# start of DOCUMENT PASSAGE

We will provide a short wrap-up on SMuFL 1.3 and a quick look ahead to SMuFL 1.4 at the forthcoming meeting at Musikmesse. If you are planning to attend, but haven’t yet let us know that you’re coming, please do so now. We look forward to seeing you there!

Co-Chair Meeting Minutes: March 5, 2019

SMuFL 1.3 final report published

Michael and Adrian congratulated Daniel on the publication of the spec, and the co-chairs ceremonially made their licensing commitments. Daniel agreed to write a blog post announcing the release of the report and requesting that others make their own licensing commitments.

Introduction to MNX

Michael and Daniel have provided feedback to Adrian on the draft of the introduction to MNX that he has written.

Adrian was struggling to fit MNX-Generic into the narrative of the post and wonders whether now MNX-Generic is sufficiently different from MNX-Common that it should perhaps be a completely separate format. He has three reasons:

  1. It’s confusing for users to have two kinds of MNX. Which one should users choose? How would the user understand the differences in the level of semantics between the two formats?
  2. It’s confusing for developers, too. The type of development work required to parse something that is essentially an SVG wrapper versus a semantic tree-based document model is almost completely different. Adrian’s guess is that the majority of developers would only want to do one of them.
  3. There’s no obvious benefit in having them wrapped together in the same format apart from some negligible stuff like sharing the metadata format.

Michael expressed agreement with all of these points. Part of Joe’s motivation for the decision to bring MNX-Generic into the standard was to attract people from other communities, e.g. from the MEI community. But having a family of specifications maintained by the same organization may be sufficient to address that goal.

This is already captured as issue #98, which the co-chairs agreed to place under active review.

Michael also pointed out that the MNX names are still considered code names, so we could even decide to call them different things at the end. Daniel expressed agreement with Adrian’s points.

Michael said that rather than the naming issue, the more critical issue is the notion of whether MNX is a generic container format. In many ways an MNX container would be no more useful to a software application than e.g. a zip file. It would not be obvious without looking inside it what it contains and what to do with its contents. The co-chairs agreed to defer further discussion on the container format until the wider issue is settled.

Adrian clarified that he thinks it’s crucial to do the job of MNX-Generic but the issue is how the two formats are positioned.

The co-chairs are in broad agreement that we should focus MNX on the semantic format currently known as MNX-Common and move the MNX-Generic format to a separate specification. We will invite feedback from the user community about whether we are overlooking any advantages to the current approach, for feedback about the idea of separating them, and to solicit ideas for names for a newly-separated format.

Michael will slightly reorganise the order of the pages on the Wiki to make sure the spec is prominently displayed there.

Adrian’s introduction will be published as the README.md in the MNX repository, so it will eventually appear as the root of https://w3c.github.io/mnx.

# end of DOCUMENT PASSAGE
# start of EXTRACTED DATA

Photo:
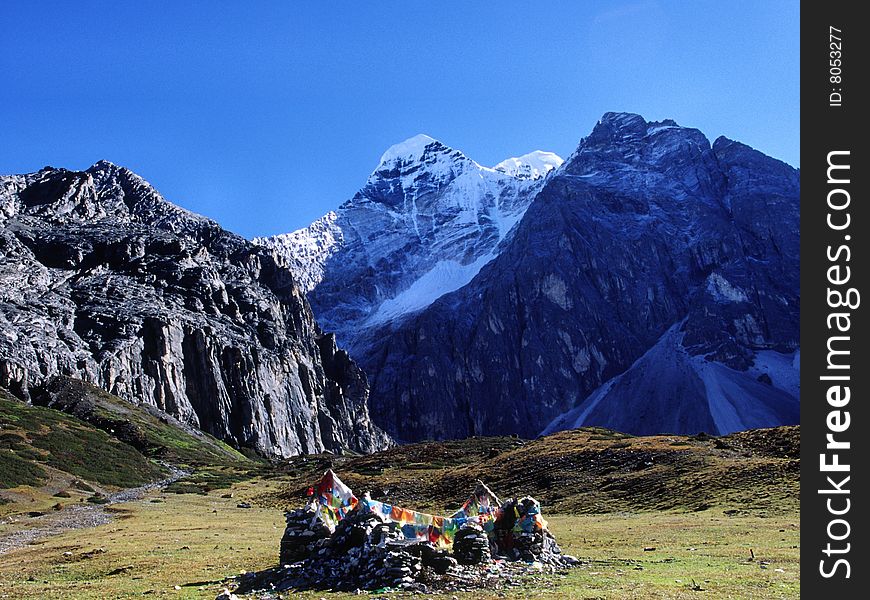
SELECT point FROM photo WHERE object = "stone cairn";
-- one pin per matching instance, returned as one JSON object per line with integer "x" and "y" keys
{"x": 368, "y": 552}
{"x": 471, "y": 545}
{"x": 303, "y": 531}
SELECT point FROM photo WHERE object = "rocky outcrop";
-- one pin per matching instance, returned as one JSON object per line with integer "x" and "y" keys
{"x": 103, "y": 280}
{"x": 646, "y": 229}
{"x": 425, "y": 222}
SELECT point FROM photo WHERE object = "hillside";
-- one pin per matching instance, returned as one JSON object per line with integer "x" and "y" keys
{"x": 49, "y": 457}
{"x": 589, "y": 470}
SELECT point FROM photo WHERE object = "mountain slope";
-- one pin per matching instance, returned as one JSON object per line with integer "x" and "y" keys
{"x": 103, "y": 280}
{"x": 645, "y": 228}
{"x": 424, "y": 224}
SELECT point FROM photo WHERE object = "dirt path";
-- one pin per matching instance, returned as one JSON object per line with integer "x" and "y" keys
{"x": 78, "y": 516}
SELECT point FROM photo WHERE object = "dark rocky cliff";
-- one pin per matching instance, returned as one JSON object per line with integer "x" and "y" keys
{"x": 103, "y": 280}
{"x": 649, "y": 242}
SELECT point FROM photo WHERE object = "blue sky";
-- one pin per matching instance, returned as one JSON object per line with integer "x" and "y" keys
{"x": 264, "y": 115}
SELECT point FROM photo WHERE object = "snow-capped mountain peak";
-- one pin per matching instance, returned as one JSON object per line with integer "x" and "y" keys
{"x": 533, "y": 165}
{"x": 410, "y": 150}
{"x": 426, "y": 221}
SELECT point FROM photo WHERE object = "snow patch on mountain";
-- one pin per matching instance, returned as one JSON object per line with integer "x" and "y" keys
{"x": 425, "y": 222}
{"x": 446, "y": 276}
{"x": 409, "y": 150}
{"x": 722, "y": 290}
{"x": 533, "y": 165}
{"x": 670, "y": 387}
{"x": 306, "y": 250}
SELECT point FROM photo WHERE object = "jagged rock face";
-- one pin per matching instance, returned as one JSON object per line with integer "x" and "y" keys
{"x": 103, "y": 280}
{"x": 648, "y": 243}
{"x": 426, "y": 221}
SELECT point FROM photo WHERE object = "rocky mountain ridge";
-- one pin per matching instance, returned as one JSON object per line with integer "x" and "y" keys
{"x": 103, "y": 280}
{"x": 650, "y": 286}
{"x": 425, "y": 222}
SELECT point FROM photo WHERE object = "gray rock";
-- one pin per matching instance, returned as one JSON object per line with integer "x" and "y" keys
{"x": 103, "y": 280}
{"x": 643, "y": 287}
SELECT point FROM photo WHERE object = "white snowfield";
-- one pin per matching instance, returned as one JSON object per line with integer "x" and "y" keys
{"x": 425, "y": 223}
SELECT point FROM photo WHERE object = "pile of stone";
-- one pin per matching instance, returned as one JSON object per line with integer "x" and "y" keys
{"x": 471, "y": 545}
{"x": 368, "y": 552}
{"x": 304, "y": 530}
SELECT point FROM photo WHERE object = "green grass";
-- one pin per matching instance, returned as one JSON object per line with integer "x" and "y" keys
{"x": 197, "y": 541}
{"x": 154, "y": 434}
{"x": 15, "y": 471}
{"x": 36, "y": 436}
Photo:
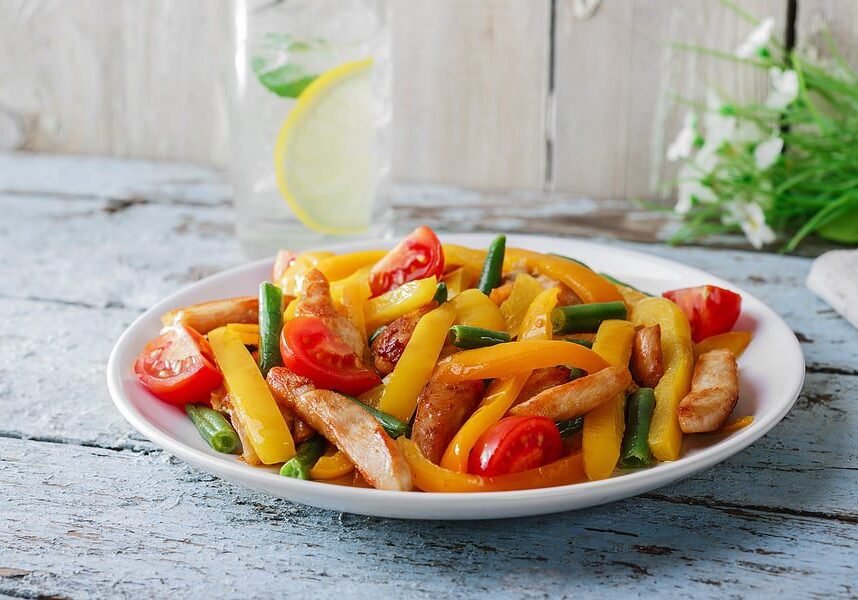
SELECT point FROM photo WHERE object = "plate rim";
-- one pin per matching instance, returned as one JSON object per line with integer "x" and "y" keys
{"x": 447, "y": 505}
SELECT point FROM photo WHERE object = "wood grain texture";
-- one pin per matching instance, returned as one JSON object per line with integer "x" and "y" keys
{"x": 615, "y": 74}
{"x": 471, "y": 78}
{"x": 88, "y": 508}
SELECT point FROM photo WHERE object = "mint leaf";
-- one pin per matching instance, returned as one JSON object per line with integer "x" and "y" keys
{"x": 275, "y": 66}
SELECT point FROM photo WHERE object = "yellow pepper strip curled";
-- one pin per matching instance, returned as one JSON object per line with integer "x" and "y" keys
{"x": 247, "y": 332}
{"x": 383, "y": 309}
{"x": 537, "y": 320}
{"x": 251, "y": 399}
{"x": 734, "y": 341}
{"x": 604, "y": 425}
{"x": 665, "y": 436}
{"x": 524, "y": 290}
{"x": 474, "y": 309}
{"x": 292, "y": 280}
{"x": 499, "y": 397}
{"x": 345, "y": 265}
{"x": 430, "y": 477}
{"x": 588, "y": 285}
{"x": 414, "y": 368}
{"x": 504, "y": 360}
{"x": 331, "y": 467}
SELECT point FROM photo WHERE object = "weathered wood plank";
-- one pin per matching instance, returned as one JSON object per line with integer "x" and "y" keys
{"x": 615, "y": 74}
{"x": 471, "y": 106}
{"x": 166, "y": 529}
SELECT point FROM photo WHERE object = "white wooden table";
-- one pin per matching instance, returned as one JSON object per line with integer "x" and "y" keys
{"x": 88, "y": 508}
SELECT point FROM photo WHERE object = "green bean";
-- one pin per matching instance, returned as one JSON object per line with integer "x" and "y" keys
{"x": 635, "y": 452}
{"x": 214, "y": 428}
{"x": 298, "y": 467}
{"x": 270, "y": 325}
{"x": 440, "y": 293}
{"x": 493, "y": 267}
{"x": 463, "y": 336}
{"x": 393, "y": 426}
{"x": 586, "y": 318}
{"x": 570, "y": 427}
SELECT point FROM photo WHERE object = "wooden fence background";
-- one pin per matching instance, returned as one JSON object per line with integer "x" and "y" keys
{"x": 490, "y": 94}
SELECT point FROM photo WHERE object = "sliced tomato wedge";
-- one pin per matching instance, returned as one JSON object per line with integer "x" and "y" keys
{"x": 178, "y": 367}
{"x": 418, "y": 256}
{"x": 710, "y": 310}
{"x": 515, "y": 444}
{"x": 310, "y": 349}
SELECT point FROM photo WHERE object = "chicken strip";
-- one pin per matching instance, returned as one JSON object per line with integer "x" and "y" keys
{"x": 211, "y": 315}
{"x": 317, "y": 302}
{"x": 349, "y": 427}
{"x": 577, "y": 397}
{"x": 541, "y": 380}
{"x": 388, "y": 346}
{"x": 441, "y": 410}
{"x": 646, "y": 365}
{"x": 714, "y": 393}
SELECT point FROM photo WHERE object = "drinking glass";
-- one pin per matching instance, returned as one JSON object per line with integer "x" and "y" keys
{"x": 311, "y": 122}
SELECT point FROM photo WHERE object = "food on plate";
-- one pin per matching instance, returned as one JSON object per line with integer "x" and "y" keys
{"x": 440, "y": 368}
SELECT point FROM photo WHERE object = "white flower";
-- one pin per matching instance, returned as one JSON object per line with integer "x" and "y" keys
{"x": 785, "y": 84}
{"x": 767, "y": 152}
{"x": 757, "y": 39}
{"x": 750, "y": 218}
{"x": 684, "y": 142}
{"x": 689, "y": 189}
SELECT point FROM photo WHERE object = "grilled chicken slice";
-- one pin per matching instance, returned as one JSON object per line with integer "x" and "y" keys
{"x": 223, "y": 403}
{"x": 541, "y": 380}
{"x": 714, "y": 393}
{"x": 317, "y": 302}
{"x": 577, "y": 397}
{"x": 441, "y": 410}
{"x": 646, "y": 365}
{"x": 349, "y": 427}
{"x": 211, "y": 315}
{"x": 388, "y": 346}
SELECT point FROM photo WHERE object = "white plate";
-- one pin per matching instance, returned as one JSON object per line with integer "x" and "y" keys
{"x": 772, "y": 373}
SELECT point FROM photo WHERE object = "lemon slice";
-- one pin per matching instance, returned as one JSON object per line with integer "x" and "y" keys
{"x": 324, "y": 156}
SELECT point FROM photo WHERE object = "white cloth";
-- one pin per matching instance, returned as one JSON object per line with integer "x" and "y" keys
{"x": 834, "y": 278}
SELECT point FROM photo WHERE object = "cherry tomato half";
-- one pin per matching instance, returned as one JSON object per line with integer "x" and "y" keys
{"x": 515, "y": 444}
{"x": 418, "y": 256}
{"x": 178, "y": 367}
{"x": 310, "y": 349}
{"x": 710, "y": 310}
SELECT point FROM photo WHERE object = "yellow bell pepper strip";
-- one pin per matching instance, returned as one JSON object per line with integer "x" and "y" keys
{"x": 734, "y": 425}
{"x": 355, "y": 294}
{"x": 251, "y": 399}
{"x": 430, "y": 477}
{"x": 345, "y": 265}
{"x": 247, "y": 332}
{"x": 537, "y": 321}
{"x": 589, "y": 286}
{"x": 604, "y": 425}
{"x": 734, "y": 341}
{"x": 505, "y": 360}
{"x": 499, "y": 397}
{"x": 331, "y": 467}
{"x": 292, "y": 280}
{"x": 414, "y": 368}
{"x": 665, "y": 436}
{"x": 474, "y": 309}
{"x": 524, "y": 289}
{"x": 391, "y": 305}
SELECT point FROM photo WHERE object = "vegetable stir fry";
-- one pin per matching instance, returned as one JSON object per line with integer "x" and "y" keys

# end of EXTRACTED DATA

• [TASKS TO PERFORM]:
[1] Copy the passage from the meeting minutes from "Michael and Daniel" up to and including "the two formats?".
[2] Answer these questions using the meeting minutes:
(a) Who agreed to write a blog post announcing the release of the report?
(b) Under which issue number is the question of separating the two MNX formats already captured?
(c) Where will Adrian's introduction to MNX be published?
[3] Continue the co-chair meeting minutes on SMuFL and MNX with the next part, starting after the last sentence.

• [ANSWERS FOR THIS EXERCISE]:
[1]
Michael and Daniel have provided feedback to Adrian on the draft of the introduction to MNX that he has written.

Adrian was struggling to fit MNX-Generic into the narrative of the post and wonders whether now MNX-Generic is sufficiently different from MNX-Common that it should perhaps be a completely separate format. He has three reasons:

  1. It’s confusing for users to have two kinds of MNX. Which one should users choose? How would the user understand the differences in the level of semantics between the two formats?

[2]
(a) Daniel
(b) Issue #98
(c) As the README.md in the MNX repository

[3]
CSS in MNX

Adriam raised the issue of using CSS-like styling in MNX, which is currently part of the draft specification. Although he thinks it’s conceptually a beautiful idea, it will probably be impractical to embed CSS syntax directly in the format because it will require the building of a whole parallel parser. Michael agreed, and there was brief discussion about how we should take the aspects of CSS that work for us and build an XML-friendly approach that fits into the existing XML parser. We know that this was something of a controversial approach among the community for this reason anyway.

The co-chairs reflected that all of the decisions that have been taken to date on MNX are still fungible, provided we have consensus from the community.

Sounding vs. written pitch

Adrian will review the recent discussion on issue #138 concerning sounding vs. written pitch and bring it together into a set of pros and cons. The aim is still for the co-chairs to have sufficient time to come up with a concrete proposal that takes the discussion into account ahead of the Musikmesse meeting. We aim to formalise this proposal in our next meeting in two weeks.

DAISY Music Braille

We haven’t yet received the promised documents from the DAISY Music Braille group, which were expected on 1 March. Daniel reported that Matthias Leopold from DZB in Germany plans to attend the Musikmesse meeting.

Preliminary Musikmesse meeting agenda

Michael will send an email reminding people to sign up to let us know they’re coming and to solicit agenda items. The current preliminary agenda looks like this:

  • SMuFL 1.4 plans (Daniel will assemble an issue list etc.)
  • MusicXML 3.2 plans (Michael will assemble an issue list etc.)
  • DAISY Braille Music group and its requirements (Daniel will ask Matthias if he wants to speak)
  • MNX topics (probably MNX-Generic vs. MNX-Common, CSS in MNX, sounding/written pitch)

Michael will contact Peter Jonas at MuseScore to see if they will be able to provide an audio and/or video recording of the meeting.

CLA enforcers for GitHub

Adrian has done some research into CLA enforcers, and identified a number of possibilities to ensure that community members sign up to the CLA before they make contributions (definitely for pull requests, and possibly for raising issues) so we can be sure of compliance. Adrian will send the candidates to the other co-chairs for discussion, and then we’ll run our proposal past our contacts at the W3C.

Next meeting

Our next meeting is scheduled for Tuesday 19 March.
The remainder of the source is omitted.